Exercise — Render the material below as a numbered list, taking everything from the line containing "the building reflection" down to the line containing "(1049, 617)", both included, and omitting blank lines.

Provided entries —
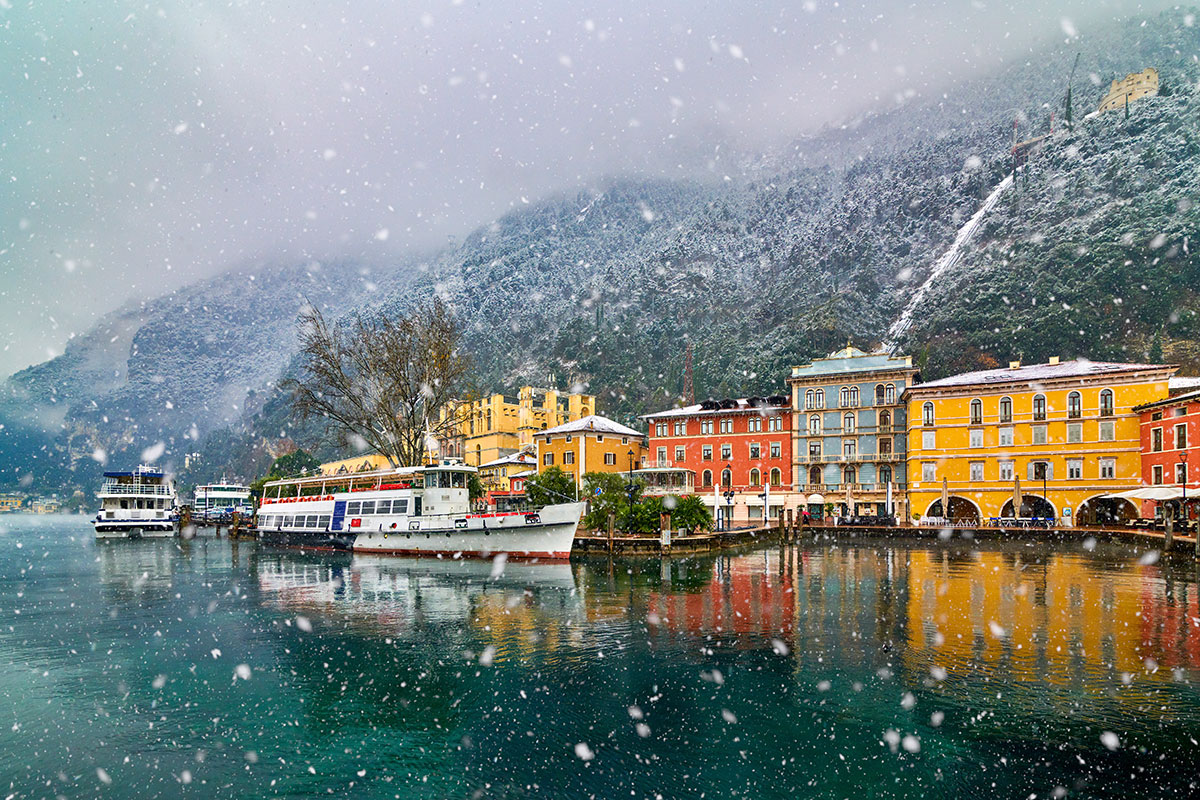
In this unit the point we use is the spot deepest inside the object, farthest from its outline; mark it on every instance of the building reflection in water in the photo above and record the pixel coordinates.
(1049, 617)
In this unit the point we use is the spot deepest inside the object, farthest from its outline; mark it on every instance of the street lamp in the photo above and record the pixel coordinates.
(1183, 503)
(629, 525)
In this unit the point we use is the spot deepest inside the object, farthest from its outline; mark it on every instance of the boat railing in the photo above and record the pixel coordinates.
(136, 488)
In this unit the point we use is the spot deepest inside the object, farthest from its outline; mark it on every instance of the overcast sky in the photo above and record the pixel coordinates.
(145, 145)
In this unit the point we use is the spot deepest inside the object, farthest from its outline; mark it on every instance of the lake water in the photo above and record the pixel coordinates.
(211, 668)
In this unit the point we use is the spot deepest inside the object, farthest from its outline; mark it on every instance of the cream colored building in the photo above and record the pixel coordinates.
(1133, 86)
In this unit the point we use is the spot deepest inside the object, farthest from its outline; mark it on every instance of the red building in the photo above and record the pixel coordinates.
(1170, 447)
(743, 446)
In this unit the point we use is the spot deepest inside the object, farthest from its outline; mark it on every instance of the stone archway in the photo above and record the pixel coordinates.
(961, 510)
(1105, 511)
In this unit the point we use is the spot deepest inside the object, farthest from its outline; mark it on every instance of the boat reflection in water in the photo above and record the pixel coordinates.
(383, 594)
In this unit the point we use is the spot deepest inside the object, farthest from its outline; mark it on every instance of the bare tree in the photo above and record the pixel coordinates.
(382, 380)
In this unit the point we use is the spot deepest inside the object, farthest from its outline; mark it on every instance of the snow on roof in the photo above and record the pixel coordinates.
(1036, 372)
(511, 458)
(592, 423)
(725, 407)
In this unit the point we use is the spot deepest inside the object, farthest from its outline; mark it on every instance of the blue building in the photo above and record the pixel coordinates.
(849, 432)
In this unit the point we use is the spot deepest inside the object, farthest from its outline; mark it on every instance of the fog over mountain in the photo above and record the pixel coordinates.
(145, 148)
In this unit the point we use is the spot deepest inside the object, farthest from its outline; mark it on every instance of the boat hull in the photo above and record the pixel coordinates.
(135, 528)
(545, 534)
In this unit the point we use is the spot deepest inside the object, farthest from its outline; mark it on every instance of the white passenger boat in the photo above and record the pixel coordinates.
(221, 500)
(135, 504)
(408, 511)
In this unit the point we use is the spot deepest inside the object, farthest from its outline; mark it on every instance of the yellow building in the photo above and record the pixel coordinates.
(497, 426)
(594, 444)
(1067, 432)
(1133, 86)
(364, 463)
...
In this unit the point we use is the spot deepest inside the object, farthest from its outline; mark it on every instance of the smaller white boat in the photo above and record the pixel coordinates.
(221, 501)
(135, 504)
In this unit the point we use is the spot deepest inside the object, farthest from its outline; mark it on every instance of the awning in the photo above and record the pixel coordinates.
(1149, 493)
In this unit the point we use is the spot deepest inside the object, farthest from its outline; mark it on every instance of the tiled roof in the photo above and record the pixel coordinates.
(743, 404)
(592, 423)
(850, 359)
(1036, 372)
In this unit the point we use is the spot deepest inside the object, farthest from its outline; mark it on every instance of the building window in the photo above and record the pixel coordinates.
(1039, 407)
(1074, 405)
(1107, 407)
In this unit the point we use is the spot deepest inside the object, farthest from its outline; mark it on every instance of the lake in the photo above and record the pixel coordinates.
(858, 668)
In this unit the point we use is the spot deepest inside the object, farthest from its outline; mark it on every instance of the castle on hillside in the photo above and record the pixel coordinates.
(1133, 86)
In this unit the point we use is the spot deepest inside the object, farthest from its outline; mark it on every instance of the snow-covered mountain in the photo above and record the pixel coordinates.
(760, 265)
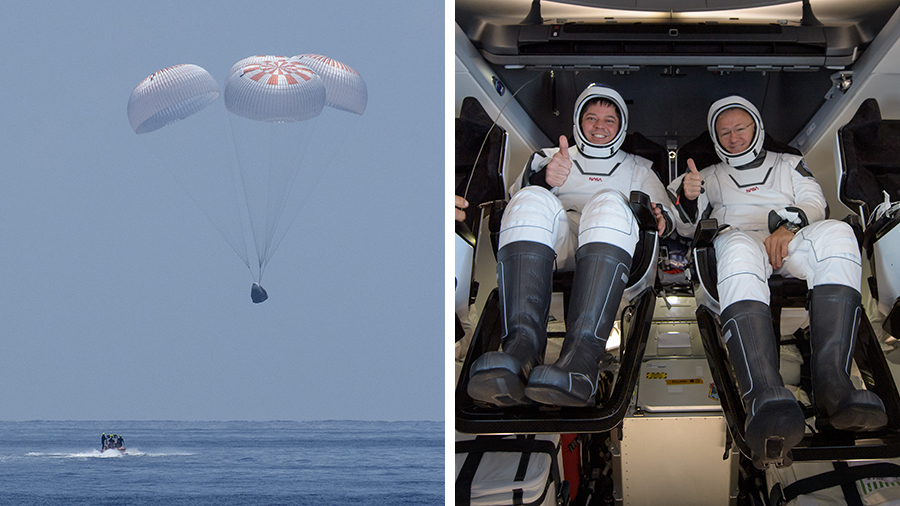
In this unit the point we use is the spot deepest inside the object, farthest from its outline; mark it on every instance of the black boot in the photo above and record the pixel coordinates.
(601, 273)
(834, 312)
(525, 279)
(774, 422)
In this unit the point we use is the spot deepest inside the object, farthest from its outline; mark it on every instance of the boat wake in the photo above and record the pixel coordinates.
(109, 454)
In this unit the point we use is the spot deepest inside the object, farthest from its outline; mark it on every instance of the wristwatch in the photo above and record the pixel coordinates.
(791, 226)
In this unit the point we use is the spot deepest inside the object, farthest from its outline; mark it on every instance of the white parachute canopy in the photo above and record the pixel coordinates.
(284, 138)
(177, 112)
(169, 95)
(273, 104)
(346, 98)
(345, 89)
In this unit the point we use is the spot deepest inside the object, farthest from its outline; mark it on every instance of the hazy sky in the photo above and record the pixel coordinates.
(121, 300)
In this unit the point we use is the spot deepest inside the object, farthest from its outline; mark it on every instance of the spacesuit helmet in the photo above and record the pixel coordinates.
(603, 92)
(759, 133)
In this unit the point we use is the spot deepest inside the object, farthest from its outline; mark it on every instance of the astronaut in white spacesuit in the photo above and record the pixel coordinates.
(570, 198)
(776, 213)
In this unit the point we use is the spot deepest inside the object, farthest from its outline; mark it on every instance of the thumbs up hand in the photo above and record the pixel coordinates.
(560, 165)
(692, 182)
--
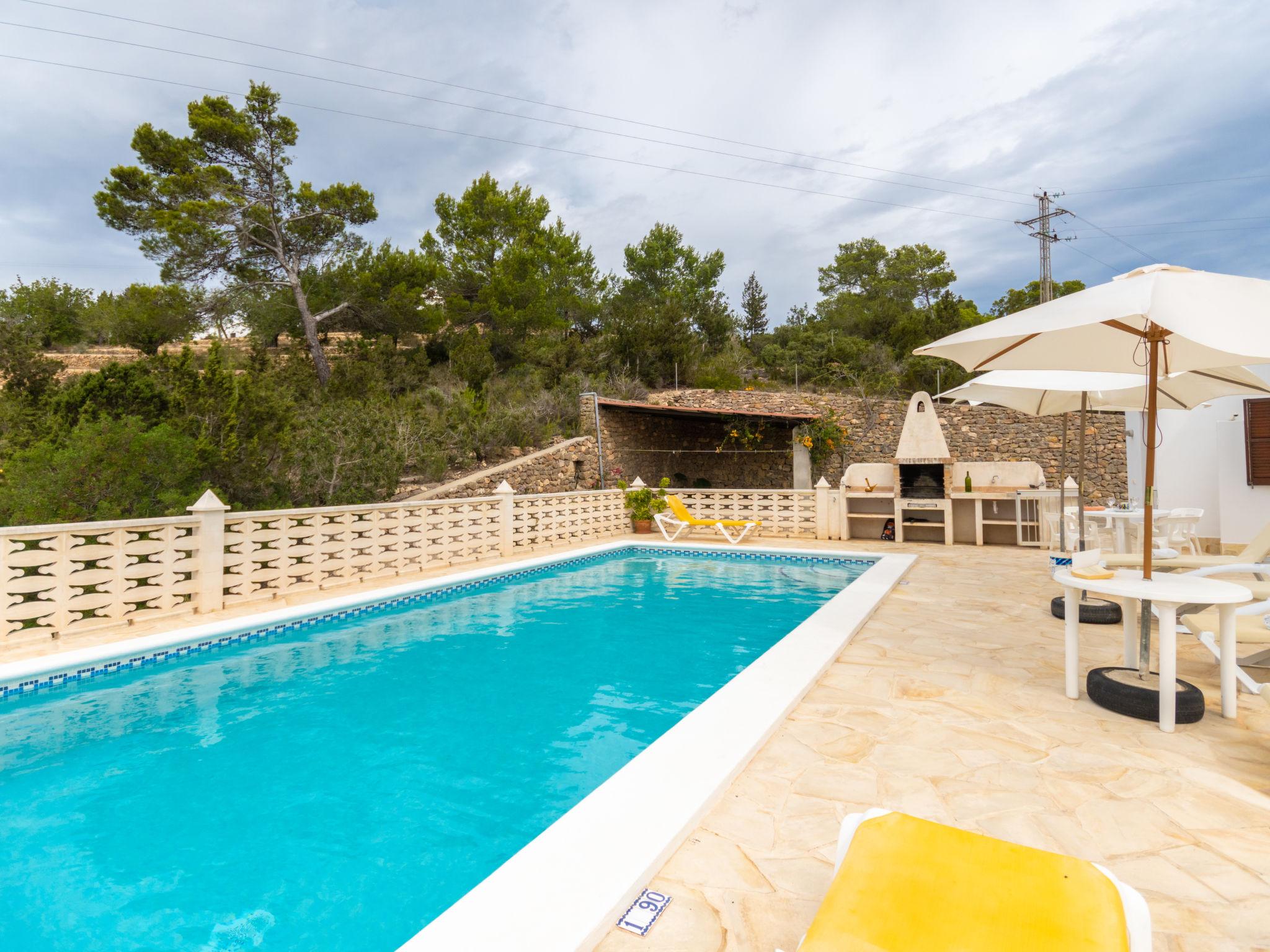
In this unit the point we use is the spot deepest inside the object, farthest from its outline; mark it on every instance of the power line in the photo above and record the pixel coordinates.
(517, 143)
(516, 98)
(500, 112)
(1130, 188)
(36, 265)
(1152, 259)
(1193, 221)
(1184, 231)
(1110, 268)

In response —
1. In this unit the point we use is the spot deepest inside the object, farthest from its outline; mark it on every instance of the building reflection in water in the photo above and record the pixel coordinates.
2. (1049, 617)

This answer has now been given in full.